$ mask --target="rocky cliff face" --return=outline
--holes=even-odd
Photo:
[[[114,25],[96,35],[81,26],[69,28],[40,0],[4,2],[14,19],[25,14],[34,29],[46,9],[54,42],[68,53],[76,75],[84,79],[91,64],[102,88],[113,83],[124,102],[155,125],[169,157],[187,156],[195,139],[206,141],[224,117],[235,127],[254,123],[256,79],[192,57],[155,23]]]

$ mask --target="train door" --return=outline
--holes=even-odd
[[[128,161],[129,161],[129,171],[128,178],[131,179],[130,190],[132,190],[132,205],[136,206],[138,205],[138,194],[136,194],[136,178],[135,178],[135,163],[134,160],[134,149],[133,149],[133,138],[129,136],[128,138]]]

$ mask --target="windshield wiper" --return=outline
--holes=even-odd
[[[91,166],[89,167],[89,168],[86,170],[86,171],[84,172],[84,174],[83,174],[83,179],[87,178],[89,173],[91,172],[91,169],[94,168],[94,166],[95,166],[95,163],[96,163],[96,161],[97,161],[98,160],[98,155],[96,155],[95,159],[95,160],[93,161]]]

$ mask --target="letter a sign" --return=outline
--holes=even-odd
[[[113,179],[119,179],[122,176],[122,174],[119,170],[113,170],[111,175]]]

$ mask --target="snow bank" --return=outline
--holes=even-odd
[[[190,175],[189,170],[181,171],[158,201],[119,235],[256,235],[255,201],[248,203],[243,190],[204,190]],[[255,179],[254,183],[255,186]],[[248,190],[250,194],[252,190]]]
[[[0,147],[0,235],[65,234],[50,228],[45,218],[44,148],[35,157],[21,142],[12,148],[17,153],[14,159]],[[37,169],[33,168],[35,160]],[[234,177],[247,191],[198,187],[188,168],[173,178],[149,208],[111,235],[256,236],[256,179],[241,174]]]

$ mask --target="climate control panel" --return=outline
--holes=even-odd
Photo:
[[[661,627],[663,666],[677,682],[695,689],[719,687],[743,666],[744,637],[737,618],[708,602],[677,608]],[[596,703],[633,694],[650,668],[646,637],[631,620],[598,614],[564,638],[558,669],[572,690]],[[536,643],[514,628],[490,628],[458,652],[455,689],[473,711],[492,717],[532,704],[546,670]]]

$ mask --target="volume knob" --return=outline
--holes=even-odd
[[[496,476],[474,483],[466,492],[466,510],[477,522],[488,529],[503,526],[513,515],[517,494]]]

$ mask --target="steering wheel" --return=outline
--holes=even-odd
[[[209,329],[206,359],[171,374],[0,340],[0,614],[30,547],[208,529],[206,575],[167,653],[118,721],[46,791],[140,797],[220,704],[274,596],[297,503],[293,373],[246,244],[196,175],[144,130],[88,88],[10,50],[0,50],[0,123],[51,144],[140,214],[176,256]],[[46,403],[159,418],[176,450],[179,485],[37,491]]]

# # # #

Copy out every line above that contains the string "outline". Case counts.

$ mask --target="rocky cliff face" --return=outline
$ mask --target="train door" --return=outline
$ mask --target="windshield wiper" --return=outline
$ mask --target="letter a sign" --return=outline
$ mask --target="snow bank" --return=outline
$ mask --target="climate control panel" --return=outline
$ mask --target="volume knob" --return=outline
$ mask --target="steering wheel" --return=outline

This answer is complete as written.